-- The exercise --
Render the data from the line with "Give every instance" up to and including the line with "[[[100,603],[0,442],[0,717],[127,717],[120,649]]]" as a Markdown table with the columns No. and Line, numbering each row and skipping blank lines.

[Lines of data]
----

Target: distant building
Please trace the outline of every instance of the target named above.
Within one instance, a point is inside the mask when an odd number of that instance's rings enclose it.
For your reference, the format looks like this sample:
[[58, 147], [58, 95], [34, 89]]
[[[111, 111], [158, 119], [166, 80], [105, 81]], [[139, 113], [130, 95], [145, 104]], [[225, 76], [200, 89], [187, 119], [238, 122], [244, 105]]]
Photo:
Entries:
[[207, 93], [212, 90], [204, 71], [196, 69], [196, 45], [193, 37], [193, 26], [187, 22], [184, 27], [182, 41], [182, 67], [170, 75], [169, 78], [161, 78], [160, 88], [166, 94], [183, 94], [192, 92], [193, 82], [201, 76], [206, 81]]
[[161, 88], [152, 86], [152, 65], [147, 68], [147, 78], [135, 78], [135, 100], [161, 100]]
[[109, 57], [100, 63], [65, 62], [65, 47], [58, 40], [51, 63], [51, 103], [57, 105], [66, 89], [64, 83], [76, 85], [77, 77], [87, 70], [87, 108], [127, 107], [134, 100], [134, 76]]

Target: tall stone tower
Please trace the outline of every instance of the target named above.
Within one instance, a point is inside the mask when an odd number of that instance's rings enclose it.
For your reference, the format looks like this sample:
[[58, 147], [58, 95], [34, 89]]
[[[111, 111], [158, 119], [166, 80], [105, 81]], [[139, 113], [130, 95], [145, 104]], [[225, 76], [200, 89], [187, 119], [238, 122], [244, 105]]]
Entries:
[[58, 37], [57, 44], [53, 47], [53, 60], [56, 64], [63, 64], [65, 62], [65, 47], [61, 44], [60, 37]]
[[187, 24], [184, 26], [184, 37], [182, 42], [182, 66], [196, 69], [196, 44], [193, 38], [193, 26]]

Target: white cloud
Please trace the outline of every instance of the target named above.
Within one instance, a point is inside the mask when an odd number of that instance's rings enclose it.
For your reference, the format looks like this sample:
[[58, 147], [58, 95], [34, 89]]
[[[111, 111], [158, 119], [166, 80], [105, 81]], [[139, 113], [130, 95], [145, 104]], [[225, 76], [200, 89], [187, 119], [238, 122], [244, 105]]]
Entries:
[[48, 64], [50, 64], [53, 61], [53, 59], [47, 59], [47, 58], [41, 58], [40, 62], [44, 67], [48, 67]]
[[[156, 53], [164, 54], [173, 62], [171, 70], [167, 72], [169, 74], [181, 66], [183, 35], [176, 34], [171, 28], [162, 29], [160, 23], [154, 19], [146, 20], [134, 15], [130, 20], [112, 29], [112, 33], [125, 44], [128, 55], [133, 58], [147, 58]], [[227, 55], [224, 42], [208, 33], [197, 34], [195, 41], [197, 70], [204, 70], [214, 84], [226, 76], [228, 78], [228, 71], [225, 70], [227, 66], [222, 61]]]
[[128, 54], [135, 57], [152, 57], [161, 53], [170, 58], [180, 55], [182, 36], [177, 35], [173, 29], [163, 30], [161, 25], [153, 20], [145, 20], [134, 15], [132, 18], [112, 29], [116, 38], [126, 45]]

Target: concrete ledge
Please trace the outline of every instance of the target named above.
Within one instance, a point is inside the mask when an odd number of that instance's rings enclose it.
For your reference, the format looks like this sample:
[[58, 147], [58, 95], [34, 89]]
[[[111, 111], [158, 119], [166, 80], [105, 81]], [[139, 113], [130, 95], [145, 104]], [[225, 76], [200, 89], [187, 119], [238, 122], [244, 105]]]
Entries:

----

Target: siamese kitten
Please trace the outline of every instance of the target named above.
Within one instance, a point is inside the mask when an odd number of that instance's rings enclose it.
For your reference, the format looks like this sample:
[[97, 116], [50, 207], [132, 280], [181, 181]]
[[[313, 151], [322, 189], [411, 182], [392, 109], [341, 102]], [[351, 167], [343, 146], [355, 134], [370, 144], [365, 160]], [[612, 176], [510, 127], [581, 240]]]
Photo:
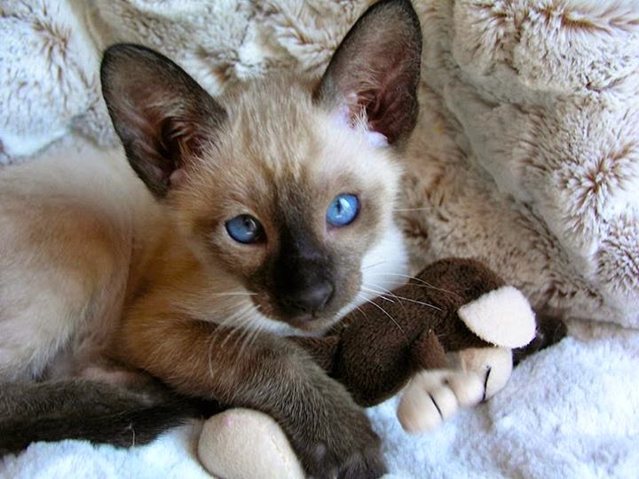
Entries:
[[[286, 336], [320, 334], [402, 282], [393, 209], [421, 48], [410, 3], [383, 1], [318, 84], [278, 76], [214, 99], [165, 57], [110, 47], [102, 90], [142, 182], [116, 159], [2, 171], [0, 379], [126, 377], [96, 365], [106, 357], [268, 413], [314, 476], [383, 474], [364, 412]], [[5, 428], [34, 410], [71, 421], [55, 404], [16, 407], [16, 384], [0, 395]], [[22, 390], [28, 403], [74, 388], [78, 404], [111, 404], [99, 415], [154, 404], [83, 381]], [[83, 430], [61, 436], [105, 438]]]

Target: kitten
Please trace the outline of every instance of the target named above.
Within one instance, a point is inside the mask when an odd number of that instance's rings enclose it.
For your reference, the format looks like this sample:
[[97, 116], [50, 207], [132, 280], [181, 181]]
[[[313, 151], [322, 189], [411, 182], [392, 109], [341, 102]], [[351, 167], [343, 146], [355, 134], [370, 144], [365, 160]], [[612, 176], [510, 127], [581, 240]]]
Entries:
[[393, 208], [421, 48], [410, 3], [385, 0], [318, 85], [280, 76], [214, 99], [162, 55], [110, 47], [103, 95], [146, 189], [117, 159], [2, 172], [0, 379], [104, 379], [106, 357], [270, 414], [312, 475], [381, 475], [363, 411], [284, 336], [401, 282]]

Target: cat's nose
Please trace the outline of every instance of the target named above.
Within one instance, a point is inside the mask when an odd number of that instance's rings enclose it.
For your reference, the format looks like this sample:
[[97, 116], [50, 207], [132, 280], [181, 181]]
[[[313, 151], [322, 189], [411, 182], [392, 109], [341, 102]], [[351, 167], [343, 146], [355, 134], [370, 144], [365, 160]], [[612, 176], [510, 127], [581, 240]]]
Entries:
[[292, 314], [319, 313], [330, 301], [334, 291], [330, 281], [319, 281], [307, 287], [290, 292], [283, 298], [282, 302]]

----

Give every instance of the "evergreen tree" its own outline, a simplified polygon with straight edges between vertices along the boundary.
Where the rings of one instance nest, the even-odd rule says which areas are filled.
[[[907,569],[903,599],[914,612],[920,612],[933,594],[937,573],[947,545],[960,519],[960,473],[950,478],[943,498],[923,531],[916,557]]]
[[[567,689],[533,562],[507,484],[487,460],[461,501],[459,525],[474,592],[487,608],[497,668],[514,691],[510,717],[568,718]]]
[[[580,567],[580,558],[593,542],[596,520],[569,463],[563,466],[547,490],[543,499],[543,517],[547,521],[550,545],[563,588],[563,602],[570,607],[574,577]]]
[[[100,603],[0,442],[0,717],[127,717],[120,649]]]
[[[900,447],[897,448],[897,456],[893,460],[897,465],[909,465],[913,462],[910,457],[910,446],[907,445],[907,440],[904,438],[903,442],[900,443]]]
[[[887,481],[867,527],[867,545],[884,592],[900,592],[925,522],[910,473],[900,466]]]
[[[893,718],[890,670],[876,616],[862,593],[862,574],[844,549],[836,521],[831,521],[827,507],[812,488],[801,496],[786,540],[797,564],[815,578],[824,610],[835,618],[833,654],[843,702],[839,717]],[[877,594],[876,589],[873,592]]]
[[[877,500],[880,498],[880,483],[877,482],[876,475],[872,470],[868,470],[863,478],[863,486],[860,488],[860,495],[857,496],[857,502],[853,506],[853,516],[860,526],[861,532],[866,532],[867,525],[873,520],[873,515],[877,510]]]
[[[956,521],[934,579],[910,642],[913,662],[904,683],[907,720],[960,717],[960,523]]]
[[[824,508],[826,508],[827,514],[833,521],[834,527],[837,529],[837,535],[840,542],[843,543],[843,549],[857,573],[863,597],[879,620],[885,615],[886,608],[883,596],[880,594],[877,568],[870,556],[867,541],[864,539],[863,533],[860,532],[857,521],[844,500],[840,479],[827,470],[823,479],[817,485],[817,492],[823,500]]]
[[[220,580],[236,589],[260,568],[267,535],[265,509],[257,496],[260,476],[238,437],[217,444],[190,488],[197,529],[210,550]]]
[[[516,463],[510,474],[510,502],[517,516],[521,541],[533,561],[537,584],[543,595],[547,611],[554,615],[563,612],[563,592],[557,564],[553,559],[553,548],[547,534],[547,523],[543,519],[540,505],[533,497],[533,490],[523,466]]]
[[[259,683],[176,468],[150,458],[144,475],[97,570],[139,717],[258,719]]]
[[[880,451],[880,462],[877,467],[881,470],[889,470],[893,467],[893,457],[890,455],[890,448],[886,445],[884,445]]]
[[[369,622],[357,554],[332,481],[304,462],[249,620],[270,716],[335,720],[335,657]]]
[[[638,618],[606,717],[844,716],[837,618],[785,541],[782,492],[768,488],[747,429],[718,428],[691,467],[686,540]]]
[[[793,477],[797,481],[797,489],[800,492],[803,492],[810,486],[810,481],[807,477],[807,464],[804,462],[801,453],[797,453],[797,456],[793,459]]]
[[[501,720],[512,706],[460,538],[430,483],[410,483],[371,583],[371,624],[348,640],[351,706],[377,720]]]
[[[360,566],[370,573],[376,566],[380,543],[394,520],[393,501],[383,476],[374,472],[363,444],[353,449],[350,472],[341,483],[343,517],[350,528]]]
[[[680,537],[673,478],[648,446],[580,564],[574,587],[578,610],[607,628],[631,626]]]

----

-- Correct output --
| No. | Line |
|---|---|
| 1 | Give every instance of the "evergreen tree" its own outline, a simplified polygon with straight edges between vertices along the boundary. |
| 2 | Where the rings of one instance nest, the even-odd rule says which areas are filled. |
| 3 | [[[907,569],[903,599],[914,612],[920,612],[933,594],[937,573],[947,545],[960,519],[960,473],[950,478],[943,498],[923,531],[916,557]]] |
| 4 | [[[567,689],[533,562],[507,484],[487,460],[461,501],[459,525],[474,592],[487,608],[497,668],[514,691],[510,717],[568,718]]] |
| 5 | [[[580,567],[580,558],[593,542],[596,520],[569,463],[563,466],[547,490],[543,499],[543,517],[547,521],[550,545],[563,588],[563,602],[570,607],[574,577]]] |
| 6 | [[[100,603],[0,442],[0,717],[127,717],[120,649]]] |